> **What is required**
Extract every line of the data below that contains the string "tuple". Case counts.

> **Supplied data**

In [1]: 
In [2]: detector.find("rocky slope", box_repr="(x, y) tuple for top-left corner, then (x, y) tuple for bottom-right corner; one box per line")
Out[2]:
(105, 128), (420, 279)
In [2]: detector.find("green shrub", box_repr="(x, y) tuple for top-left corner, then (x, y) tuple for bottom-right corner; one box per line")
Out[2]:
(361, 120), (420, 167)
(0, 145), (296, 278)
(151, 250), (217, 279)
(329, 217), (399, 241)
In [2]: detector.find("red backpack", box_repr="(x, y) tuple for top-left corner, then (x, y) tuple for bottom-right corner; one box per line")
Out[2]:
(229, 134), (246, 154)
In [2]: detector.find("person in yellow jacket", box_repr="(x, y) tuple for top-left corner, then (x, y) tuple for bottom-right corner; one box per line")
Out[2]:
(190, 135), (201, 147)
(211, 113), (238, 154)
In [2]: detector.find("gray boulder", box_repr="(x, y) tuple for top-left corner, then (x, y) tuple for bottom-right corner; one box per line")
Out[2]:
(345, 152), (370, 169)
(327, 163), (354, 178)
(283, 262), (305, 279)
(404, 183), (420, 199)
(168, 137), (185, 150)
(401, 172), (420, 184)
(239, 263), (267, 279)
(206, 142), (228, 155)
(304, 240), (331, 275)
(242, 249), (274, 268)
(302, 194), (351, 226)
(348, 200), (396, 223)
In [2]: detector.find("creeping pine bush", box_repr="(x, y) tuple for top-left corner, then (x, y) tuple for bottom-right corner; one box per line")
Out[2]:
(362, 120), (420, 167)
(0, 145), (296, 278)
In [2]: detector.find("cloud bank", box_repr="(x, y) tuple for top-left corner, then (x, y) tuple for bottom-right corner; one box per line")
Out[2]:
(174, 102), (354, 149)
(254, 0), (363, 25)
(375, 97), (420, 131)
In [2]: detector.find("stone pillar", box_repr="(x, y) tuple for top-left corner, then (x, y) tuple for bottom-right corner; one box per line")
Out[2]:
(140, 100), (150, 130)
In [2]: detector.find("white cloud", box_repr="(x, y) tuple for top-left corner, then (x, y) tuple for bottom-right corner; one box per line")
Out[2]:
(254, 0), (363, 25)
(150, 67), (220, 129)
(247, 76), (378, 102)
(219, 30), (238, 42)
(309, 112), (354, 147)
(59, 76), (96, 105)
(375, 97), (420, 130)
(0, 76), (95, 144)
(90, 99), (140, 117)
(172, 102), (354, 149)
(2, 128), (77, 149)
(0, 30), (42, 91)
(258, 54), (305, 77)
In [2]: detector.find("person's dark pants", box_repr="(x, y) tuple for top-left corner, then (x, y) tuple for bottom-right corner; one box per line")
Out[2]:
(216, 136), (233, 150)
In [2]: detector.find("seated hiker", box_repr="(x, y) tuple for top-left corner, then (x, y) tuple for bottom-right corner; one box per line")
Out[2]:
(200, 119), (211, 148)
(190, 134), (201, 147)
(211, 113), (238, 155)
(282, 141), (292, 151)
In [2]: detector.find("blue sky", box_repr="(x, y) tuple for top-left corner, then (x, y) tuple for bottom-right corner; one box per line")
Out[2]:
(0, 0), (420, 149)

> **Response below**
In [2]: detector.find("rocky slope", box_repr="(x, y) tuple for top-left corner, then (x, y) tuple for bottom-right corner; one box per line")
In [2]: detector.find("green shrub", box_repr="(x, y) tuple for top-left corner, then (x, y) tuple for bottom-right corner; one box per line")
In [2]: detector.find("red backpack", box_repr="(x, y) tuple for top-left corner, then (x, y) tuple for bottom-right corner; one box per line")
In [2]: detector.find("person in yellow jacket", box_repr="(x, y) tuple for top-left corner, then (x, y) tuple for bottom-right corner; one box per line")
In [2]: detector.find("gray boulder", box_repr="(x, y) tuple for top-left corner, then (x, y) tuple for bottom-right corner; one box per line")
In [2]: detector.find("creeping pine bush", box_repr="(x, y) tuple for top-left corner, then (x, y) tuple for bottom-right corner; one box per line")
In [2]: detector.find("cloud bank", box_repr="(x, y) tuple for top-left corner, then (x, y) tuple for bottom-right corner; one box per line")
In [2]: detector.find("stone pillar", box_repr="(x, y) tuple for top-left corner, then (x, y) tuple for bottom-right corner; one box per line")
In [2]: detector.find("white cloud", box_repr="(x, y) tuple for top-left corner, then (x, y) tuple for bottom-right corner; one box per line")
In [2]: detector.find("person's dark pants", box_repr="(x, y) tuple for top-left corner, then (x, y) tuple for bottom-right corner; one box per line")
In [2]: detector.find("seated hiker", box_repr="(x, y) tuple for top-left corner, then (x, y) tuple for bottom-right corner; one box per line")
In [2]: detector.find("blue sky", box_repr="(x, y) tuple for top-left corner, then (x, y) tuple for bottom-right corner; one box per line")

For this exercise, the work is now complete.